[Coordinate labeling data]
===

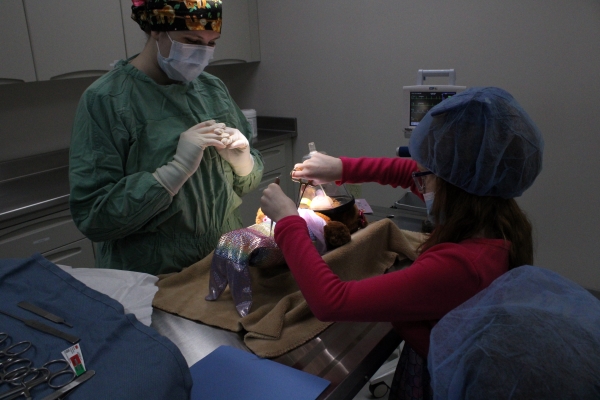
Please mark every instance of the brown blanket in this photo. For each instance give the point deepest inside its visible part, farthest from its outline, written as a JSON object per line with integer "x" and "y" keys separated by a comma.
{"x": 280, "y": 320}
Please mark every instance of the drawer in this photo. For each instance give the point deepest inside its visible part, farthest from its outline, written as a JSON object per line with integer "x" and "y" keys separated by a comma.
{"x": 274, "y": 158}
{"x": 79, "y": 254}
{"x": 39, "y": 236}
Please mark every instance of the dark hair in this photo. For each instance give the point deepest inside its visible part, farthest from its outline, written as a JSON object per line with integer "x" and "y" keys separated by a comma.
{"x": 462, "y": 216}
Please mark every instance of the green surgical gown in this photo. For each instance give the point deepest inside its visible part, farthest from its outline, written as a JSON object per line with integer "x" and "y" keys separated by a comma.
{"x": 125, "y": 127}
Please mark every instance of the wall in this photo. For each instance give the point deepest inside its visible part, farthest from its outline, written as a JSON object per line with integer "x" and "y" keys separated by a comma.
{"x": 339, "y": 67}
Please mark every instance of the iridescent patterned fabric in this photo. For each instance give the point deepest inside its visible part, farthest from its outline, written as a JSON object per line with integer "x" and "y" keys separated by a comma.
{"x": 235, "y": 253}
{"x": 168, "y": 15}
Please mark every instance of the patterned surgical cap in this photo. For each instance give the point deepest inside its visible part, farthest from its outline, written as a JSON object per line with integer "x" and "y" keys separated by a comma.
{"x": 189, "y": 15}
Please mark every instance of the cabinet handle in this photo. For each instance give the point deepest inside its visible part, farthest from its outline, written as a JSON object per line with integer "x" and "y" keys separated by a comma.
{"x": 34, "y": 228}
{"x": 80, "y": 74}
{"x": 227, "y": 61}
{"x": 4, "y": 81}
{"x": 63, "y": 255}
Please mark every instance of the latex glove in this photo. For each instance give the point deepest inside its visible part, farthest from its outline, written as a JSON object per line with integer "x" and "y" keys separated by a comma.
{"x": 319, "y": 168}
{"x": 188, "y": 155}
{"x": 236, "y": 151}
{"x": 275, "y": 204}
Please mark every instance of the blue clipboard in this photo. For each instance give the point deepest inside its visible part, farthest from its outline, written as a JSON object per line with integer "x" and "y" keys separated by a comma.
{"x": 230, "y": 373}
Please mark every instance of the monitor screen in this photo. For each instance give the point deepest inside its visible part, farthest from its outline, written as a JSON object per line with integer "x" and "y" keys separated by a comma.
{"x": 422, "y": 102}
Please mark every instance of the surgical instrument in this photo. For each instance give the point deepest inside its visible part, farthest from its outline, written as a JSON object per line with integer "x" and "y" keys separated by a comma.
{"x": 44, "y": 328}
{"x": 43, "y": 313}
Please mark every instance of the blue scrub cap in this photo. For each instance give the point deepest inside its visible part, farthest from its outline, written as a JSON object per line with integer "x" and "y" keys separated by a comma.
{"x": 532, "y": 334}
{"x": 482, "y": 141}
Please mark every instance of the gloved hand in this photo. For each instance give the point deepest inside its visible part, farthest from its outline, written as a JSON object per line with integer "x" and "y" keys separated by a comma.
{"x": 319, "y": 168}
{"x": 236, "y": 151}
{"x": 189, "y": 152}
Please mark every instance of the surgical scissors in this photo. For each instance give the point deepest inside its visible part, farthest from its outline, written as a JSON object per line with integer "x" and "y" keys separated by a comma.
{"x": 47, "y": 374}
{"x": 11, "y": 366}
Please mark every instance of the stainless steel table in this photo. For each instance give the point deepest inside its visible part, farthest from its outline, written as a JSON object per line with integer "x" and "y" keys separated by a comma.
{"x": 347, "y": 353}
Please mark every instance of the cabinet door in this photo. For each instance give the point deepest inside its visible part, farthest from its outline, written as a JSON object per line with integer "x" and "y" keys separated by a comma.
{"x": 239, "y": 41}
{"x": 39, "y": 236}
{"x": 79, "y": 254}
{"x": 74, "y": 38}
{"x": 17, "y": 62}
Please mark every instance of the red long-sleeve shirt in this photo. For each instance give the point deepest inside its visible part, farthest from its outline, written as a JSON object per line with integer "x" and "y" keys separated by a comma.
{"x": 414, "y": 298}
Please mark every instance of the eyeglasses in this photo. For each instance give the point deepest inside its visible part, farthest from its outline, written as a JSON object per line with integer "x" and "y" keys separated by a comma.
{"x": 419, "y": 178}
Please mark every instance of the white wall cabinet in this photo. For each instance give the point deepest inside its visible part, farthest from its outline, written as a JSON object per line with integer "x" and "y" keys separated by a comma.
{"x": 55, "y": 236}
{"x": 61, "y": 39}
{"x": 239, "y": 41}
{"x": 17, "y": 61}
{"x": 71, "y": 38}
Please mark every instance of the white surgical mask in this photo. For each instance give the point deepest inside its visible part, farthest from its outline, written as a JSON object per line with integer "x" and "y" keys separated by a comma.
{"x": 428, "y": 197}
{"x": 186, "y": 61}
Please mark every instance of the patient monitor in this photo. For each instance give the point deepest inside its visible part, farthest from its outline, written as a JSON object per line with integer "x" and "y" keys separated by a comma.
{"x": 418, "y": 100}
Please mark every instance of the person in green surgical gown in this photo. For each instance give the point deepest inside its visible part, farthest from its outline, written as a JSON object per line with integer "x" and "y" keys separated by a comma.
{"x": 160, "y": 156}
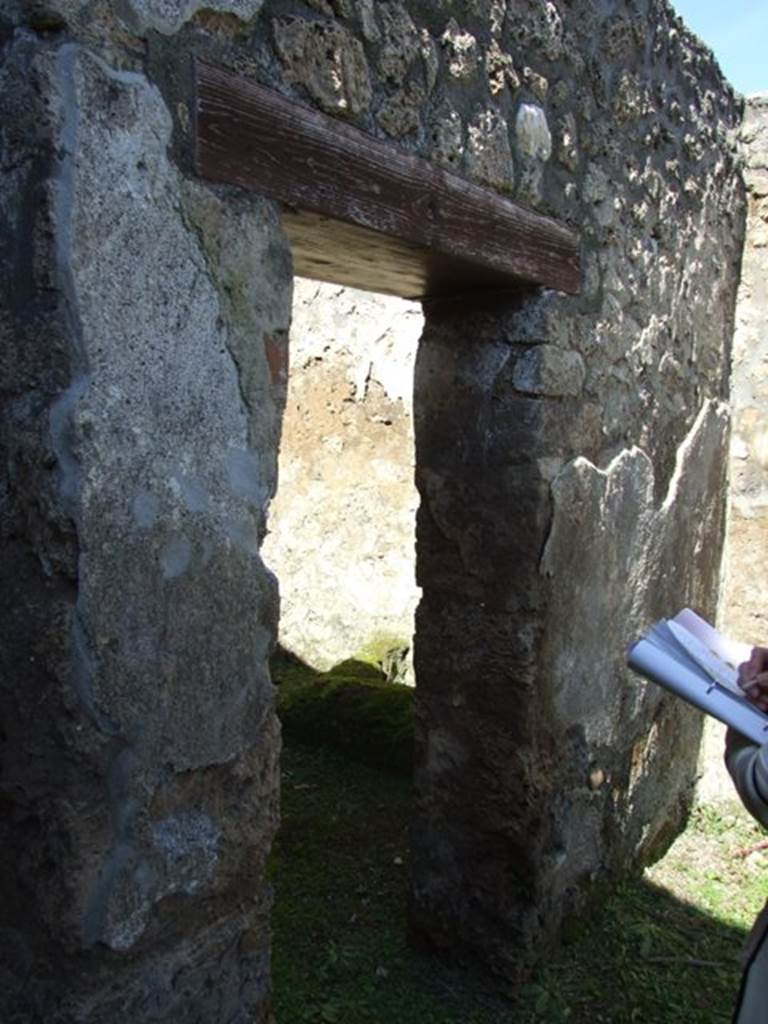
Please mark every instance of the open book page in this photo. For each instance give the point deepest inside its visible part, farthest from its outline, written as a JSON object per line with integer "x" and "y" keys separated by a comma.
{"x": 689, "y": 668}
{"x": 732, "y": 652}
{"x": 716, "y": 669}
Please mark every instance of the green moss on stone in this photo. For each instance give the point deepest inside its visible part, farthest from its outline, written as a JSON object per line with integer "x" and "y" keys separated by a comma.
{"x": 351, "y": 707}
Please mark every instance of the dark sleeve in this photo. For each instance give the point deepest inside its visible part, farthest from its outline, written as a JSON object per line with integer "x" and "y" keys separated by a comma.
{"x": 748, "y": 765}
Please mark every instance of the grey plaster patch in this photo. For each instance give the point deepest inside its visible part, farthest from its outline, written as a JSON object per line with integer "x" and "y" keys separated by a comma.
{"x": 194, "y": 493}
{"x": 145, "y": 509}
{"x": 548, "y": 370}
{"x": 245, "y": 475}
{"x": 188, "y": 845}
{"x": 175, "y": 557}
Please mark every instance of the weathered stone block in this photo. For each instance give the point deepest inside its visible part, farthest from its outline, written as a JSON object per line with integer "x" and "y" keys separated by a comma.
{"x": 547, "y": 370}
{"x": 328, "y": 61}
{"x": 157, "y": 634}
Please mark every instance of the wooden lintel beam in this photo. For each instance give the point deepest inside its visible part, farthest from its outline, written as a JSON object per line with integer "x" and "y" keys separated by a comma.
{"x": 419, "y": 228}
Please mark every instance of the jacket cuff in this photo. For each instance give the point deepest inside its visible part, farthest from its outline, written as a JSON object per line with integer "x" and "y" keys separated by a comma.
{"x": 761, "y": 772}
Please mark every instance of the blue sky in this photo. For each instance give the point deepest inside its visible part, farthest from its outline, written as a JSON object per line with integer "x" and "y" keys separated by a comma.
{"x": 737, "y": 33}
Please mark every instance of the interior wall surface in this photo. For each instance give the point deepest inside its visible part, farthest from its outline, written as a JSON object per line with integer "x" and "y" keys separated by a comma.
{"x": 342, "y": 525}
{"x": 562, "y": 444}
{"x": 743, "y": 609}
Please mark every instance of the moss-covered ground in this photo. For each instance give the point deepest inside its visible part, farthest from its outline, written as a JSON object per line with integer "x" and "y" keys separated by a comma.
{"x": 664, "y": 949}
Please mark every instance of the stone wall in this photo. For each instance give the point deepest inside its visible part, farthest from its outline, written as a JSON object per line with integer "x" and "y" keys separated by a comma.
{"x": 139, "y": 759}
{"x": 342, "y": 525}
{"x": 743, "y": 606}
{"x": 561, "y": 445}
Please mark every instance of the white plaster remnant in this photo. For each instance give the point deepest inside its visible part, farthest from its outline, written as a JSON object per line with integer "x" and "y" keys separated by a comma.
{"x": 609, "y": 536}
{"x": 341, "y": 525}
{"x": 531, "y": 132}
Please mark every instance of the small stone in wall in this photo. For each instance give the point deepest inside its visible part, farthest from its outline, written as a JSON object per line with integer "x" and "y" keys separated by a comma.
{"x": 399, "y": 115}
{"x": 328, "y": 61}
{"x": 537, "y": 83}
{"x": 446, "y": 137}
{"x": 463, "y": 53}
{"x": 489, "y": 158}
{"x": 547, "y": 370}
{"x": 500, "y": 70}
{"x": 401, "y": 42}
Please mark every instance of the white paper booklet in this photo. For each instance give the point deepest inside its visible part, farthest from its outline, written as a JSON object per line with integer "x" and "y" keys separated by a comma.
{"x": 689, "y": 657}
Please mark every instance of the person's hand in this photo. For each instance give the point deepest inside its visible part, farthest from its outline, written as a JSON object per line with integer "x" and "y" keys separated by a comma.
{"x": 753, "y": 678}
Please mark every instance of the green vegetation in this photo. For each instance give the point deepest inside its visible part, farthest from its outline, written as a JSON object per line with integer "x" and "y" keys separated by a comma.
{"x": 351, "y": 708}
{"x": 663, "y": 949}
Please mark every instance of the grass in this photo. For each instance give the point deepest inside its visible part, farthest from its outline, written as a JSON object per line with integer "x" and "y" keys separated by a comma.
{"x": 664, "y": 948}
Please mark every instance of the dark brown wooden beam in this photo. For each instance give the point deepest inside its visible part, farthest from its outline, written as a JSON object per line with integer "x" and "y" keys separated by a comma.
{"x": 363, "y": 213}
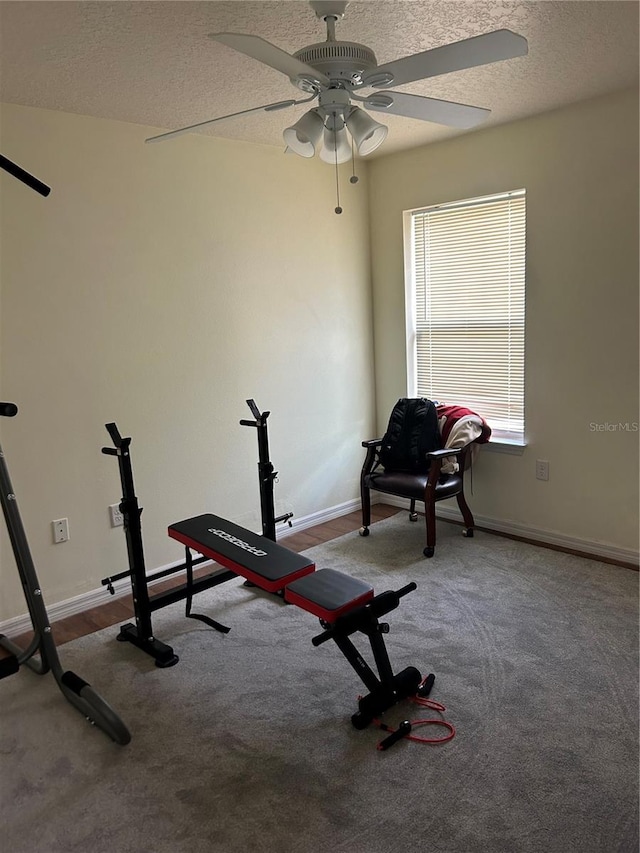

===

Which lines in the material above contain the string "cabinet"? Gather all of them and copy each one out in full.

__TASK RESULT__
Please mark every instance of the cabinet handle in this photo. For each instance give the point deepest inside its visible part, farthest from its outline, written as a JSON object per line with integer "x" and "y" keys separated by a comma.
Please mark every instance of the cabinet door in this photo. For each instance give the point deepest inside its visible part, farthest from its outline, written as a JSON object per line with integer "x" and "y" keys separated by a comma.
Please mark every instance of the white wall cabinet in this photo. For each instance give the point deepest inside its visible part, farthest from its outline, written as a JSON object per line with integer "x" and "y" keys separated by a comma.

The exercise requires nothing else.